Tugas Singkat A: Sebutkan semua hidangan dalam menu ishoma tim di Pondok Angin menurut catatan pendakian Gunung Raung.
Tugas Singkat B: Lanjutkan catatan pendakian Gunung Raung mulai dari kalimat terakhirnya.

Pukul 16.00 membuat outdoor camp pertama kami di koordinat ( 08° 03’58” LS. 114° 02’26” BT ). Kami pun dapat melakukan evaluasi dan koordinasi tepat waktu yaitu pukul 19.00 WIB.
Senin, 18 Juli 2011
Wah, operasional kali ini molor dari waktu yang telah dikoordinasikan. Kami mulai berjalan pada pukul 07.45. Pondok Sumur yang kami cari-cari dari kemarin ternyata hanya ditempuh selama 5 menit dari tempat camp. Di pos ini terdapat botol air mineral bekas sebagai tempat penampungan air, tetapi isinya hanya sedikit.
Perjalanan hari ini terasa sangat panjang dengan target Bibir Kawah Gunung Raung dan kembali lagi ke tempat camp. Apalagi anggota tim yang perempuan terkena mountain sickness sehingga pergerakan kami diperlambat.
Pemandangan yang terhampar di sepanjang perjalanan sangat indah. Pohon-pohon cemara menjulang di antara kabut-kabut tipis yang melayang perlahan. Bunga-bunga teklan, primula polifera yang kuning manis, edelweiss putih, dan buah-buah arbei hutan yang merah segar seakan berlomba memamerkan kecantikannya pada kami. Rerumput dan semak yang bergoyang tertiup angin seolah tengah menari, dan burung-burung bercericit mengucap selamat datang dengan ramah pada kami.
Di Pondok Angin kami melakukan ishoma dengan menu kacang ijo, susu, dan agar-agar. Pondok Angin tidak seindah pemandangan di tempat lain. Keadaannya gersang dan terdapat bekas kebakaran yang baru. Di Memorial Deden Hidayat atau Plawangan Gunung Raung kami bertemu dengan beberapa orang penduduk yang baru turun dari puncak Raung. Perjalanan menuju bibir kawah memakan waktu 1 jam. Jalurnya berbatu-batu padat dan berbahaya. Di kiri kanan terdapat jurang-jurang yang dalam, sementara kami berjalan di atas punggungan selebar 30 cm. Untung saat itu tidak ada angin kencang.

Data yang Diberikan:
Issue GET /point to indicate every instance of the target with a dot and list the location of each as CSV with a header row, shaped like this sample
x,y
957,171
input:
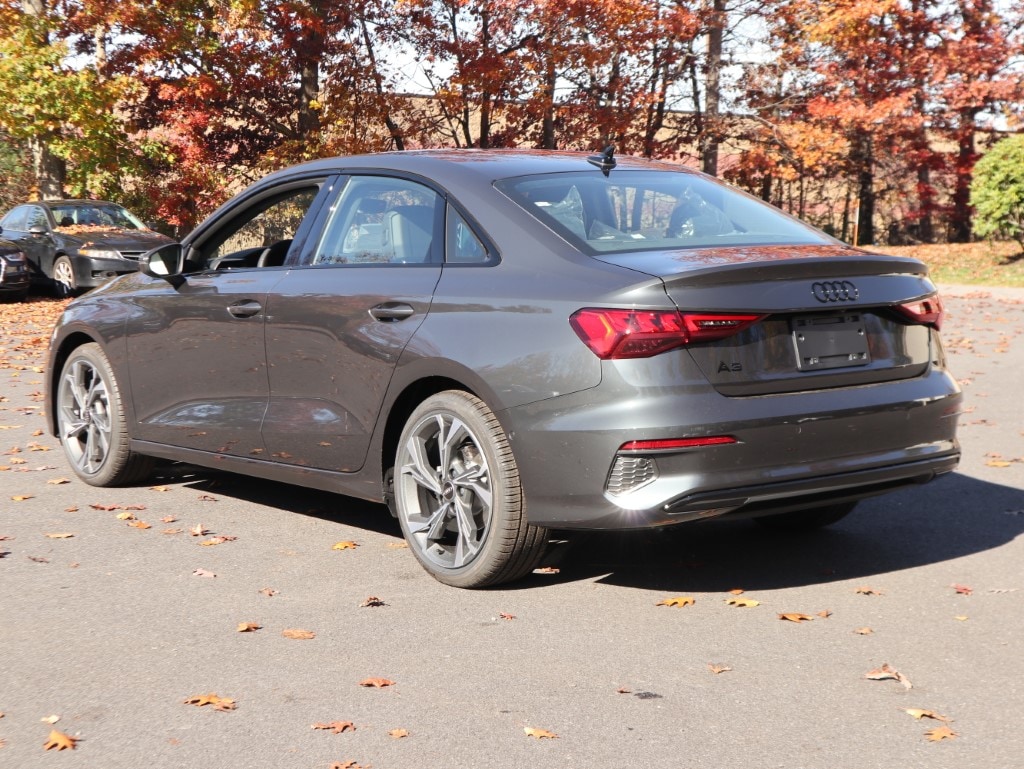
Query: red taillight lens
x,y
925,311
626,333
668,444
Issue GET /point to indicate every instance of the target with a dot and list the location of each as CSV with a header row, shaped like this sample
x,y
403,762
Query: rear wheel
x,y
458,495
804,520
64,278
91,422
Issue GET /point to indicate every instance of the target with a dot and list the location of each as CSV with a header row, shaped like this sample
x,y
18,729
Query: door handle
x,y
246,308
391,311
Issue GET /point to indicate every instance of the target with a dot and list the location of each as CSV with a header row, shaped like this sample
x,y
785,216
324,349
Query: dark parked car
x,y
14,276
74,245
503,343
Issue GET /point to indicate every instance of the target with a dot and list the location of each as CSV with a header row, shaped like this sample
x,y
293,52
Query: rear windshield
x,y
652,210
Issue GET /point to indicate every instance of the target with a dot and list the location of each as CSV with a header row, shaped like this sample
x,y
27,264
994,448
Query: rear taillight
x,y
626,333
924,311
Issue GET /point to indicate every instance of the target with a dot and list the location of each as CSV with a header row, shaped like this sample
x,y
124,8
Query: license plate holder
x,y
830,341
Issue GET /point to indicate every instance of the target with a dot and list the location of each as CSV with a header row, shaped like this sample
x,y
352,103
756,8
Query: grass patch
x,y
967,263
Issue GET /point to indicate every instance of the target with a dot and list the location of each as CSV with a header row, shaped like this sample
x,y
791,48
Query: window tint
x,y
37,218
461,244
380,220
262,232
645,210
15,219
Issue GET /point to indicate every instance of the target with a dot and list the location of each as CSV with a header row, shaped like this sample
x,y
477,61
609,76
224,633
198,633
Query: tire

Hasil Akhir A: Kacang ijo, susu, dan agar-agar.

Hasil Akhir B:
 Menjelang bibir kawah jalur terjal dan berbatu rapuh. Akhirnya kami pun tiba di puncak pertama dalam operasional pengembaraan. Spanduk pengembaraan yang panjang, panji UPL MPA, dan bendera merah putih pun berkibar.
Di bibir kawah kami hanya menghabiskan waktu 30 menit karena hari sudah mulai sore, cuaca berkabut, berangin cukup kencang, dan dua orang anggota tim yaitu Fajar dan Yeni muntah-muntah di puncak. Kami terpaksa melakukan perjalanan malam menuju tempatcamp karena kami menyimpan cadangan air di sana. Pukul 18.52 barulah kami tiba di tempat camp dan langsung bergerak cepat melakukan aktivitas camp.
Selasa, 19 Juli 2011
Pagi ini Sigit pergi ke Pondok Sumur untuk mengambil air di penampungan karena persediaan kami hampir habis karena semalam kurang kontrol penggunaan air. Tetapi hanya mendapat satu vedples kecil air. Akhirnya pengontrolan penggunaan air diambil alih pendamping.
Pergerakan turun kami pun dipercepat karena cuaca semakin panas. Untuk menambah asupan air yang kurang kami melakukan survival dengan makan umbi paku-pakuan yang diambil pendamping dari sekitar tempat camp. Rasanya agak pahit dan kelat, tetapi cukup menyegarkan karena kandungan airnya banyak. Tetapi rasa pahitnya tertolong oleh agar-agar rasa melon yang potong kecil-kecil.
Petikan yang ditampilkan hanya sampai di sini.